=== Section Start ===

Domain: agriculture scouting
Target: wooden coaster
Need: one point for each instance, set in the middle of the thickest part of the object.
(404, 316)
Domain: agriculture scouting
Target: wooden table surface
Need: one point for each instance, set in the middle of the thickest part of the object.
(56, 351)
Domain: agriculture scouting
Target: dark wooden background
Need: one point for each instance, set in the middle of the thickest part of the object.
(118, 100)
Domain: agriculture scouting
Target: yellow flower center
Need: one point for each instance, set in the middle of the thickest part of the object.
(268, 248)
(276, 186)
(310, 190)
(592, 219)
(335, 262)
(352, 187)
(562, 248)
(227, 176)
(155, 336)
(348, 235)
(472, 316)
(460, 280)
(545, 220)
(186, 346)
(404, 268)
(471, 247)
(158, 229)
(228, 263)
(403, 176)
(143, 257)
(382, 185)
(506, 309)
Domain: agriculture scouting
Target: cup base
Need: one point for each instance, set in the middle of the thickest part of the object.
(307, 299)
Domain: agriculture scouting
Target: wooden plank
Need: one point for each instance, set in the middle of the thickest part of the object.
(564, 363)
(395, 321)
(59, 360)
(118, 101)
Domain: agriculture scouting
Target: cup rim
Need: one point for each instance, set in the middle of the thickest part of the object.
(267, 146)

=== Section End ===

Check each line above for the string "Target" and return those that contain it.

Target: wooden coaster
Target: wooden table surface
Target: dark wooden background
Target: yellow flower center
Target: cup base
Target: wooden plank
Target: cup rim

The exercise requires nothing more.